-- REQUIRED WORK --
I would like the records restated word for word, without the pictures.
*** PROVIDED RECORDS Section Begins ***
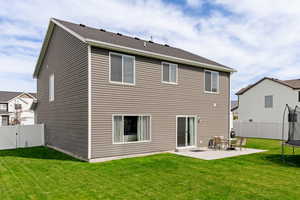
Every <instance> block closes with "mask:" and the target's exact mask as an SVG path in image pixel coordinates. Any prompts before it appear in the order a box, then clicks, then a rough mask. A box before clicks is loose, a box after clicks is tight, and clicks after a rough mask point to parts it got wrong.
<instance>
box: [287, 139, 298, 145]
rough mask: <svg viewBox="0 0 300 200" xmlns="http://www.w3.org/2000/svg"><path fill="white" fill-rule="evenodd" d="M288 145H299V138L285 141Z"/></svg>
mask: <svg viewBox="0 0 300 200" xmlns="http://www.w3.org/2000/svg"><path fill="white" fill-rule="evenodd" d="M286 143H287V144H289V145H293V146H300V140H290V141H287V142H286Z"/></svg>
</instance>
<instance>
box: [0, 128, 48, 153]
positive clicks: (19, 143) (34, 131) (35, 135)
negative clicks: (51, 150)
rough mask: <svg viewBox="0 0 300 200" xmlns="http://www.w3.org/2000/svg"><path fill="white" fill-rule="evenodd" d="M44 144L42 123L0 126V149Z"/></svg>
mask: <svg viewBox="0 0 300 200" xmlns="http://www.w3.org/2000/svg"><path fill="white" fill-rule="evenodd" d="M42 145H44V125H43V124H35V125H17V126H1V127H0V150H3V149H15V148H23V147H34V146H42Z"/></svg>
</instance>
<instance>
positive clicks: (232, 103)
mask: <svg viewBox="0 0 300 200" xmlns="http://www.w3.org/2000/svg"><path fill="white" fill-rule="evenodd" d="M238 107H239V102H238V101H231V111H234V110H236V109H237V108H238Z"/></svg>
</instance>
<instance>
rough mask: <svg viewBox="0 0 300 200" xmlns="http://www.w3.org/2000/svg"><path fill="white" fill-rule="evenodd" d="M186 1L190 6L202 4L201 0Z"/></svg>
mask: <svg viewBox="0 0 300 200" xmlns="http://www.w3.org/2000/svg"><path fill="white" fill-rule="evenodd" d="M186 3H187V4H188V6H190V7H197V8H198V7H200V6H201V5H202V4H203V0H186Z"/></svg>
*** PROVIDED RECORDS Section Ends ***
-- TASK SOLUTION --
Every <instance> block closes with "mask:" and the target's exact mask as an SVG path in image pixel coordinates. Any prompts before it appear in the order a box, then clicks, then a rough mask. A box before clicks is loose, a box after clicks is tight, and clicks after a rough mask point to parts it got wrong.
<instance>
box: [287, 139, 298, 145]
rough mask: <svg viewBox="0 0 300 200" xmlns="http://www.w3.org/2000/svg"><path fill="white" fill-rule="evenodd" d="M288 145H299V138L285 141Z"/></svg>
mask: <svg viewBox="0 0 300 200" xmlns="http://www.w3.org/2000/svg"><path fill="white" fill-rule="evenodd" d="M286 143H287V144H289V145H293V146H300V140H290V141H287V142H286Z"/></svg>
</instance>
<instance>
box: [0, 128, 48, 153]
positive clicks: (19, 143) (34, 131) (35, 135)
negative clicks: (51, 150)
rough mask: <svg viewBox="0 0 300 200" xmlns="http://www.w3.org/2000/svg"><path fill="white" fill-rule="evenodd" d="M44 144L42 123L0 126V149Z"/></svg>
mask: <svg viewBox="0 0 300 200" xmlns="http://www.w3.org/2000/svg"><path fill="white" fill-rule="evenodd" d="M42 145H44V125H43V124H35V125H17V126H1V127H0V150H3V149H15V148H23V147H34V146H42Z"/></svg>
</instance>
<instance>
positive clicks: (232, 103)
mask: <svg viewBox="0 0 300 200" xmlns="http://www.w3.org/2000/svg"><path fill="white" fill-rule="evenodd" d="M238 107H239V102H238V101H231V111H234V110H236V109H237V108H238Z"/></svg>
</instance>
<instance>
rough mask: <svg viewBox="0 0 300 200" xmlns="http://www.w3.org/2000/svg"><path fill="white" fill-rule="evenodd" d="M186 1L190 6L202 4L201 0Z"/></svg>
mask: <svg viewBox="0 0 300 200" xmlns="http://www.w3.org/2000/svg"><path fill="white" fill-rule="evenodd" d="M186 3H187V4H188V6H190V7H197V8H198V7H200V6H201V5H202V4H203V0H186Z"/></svg>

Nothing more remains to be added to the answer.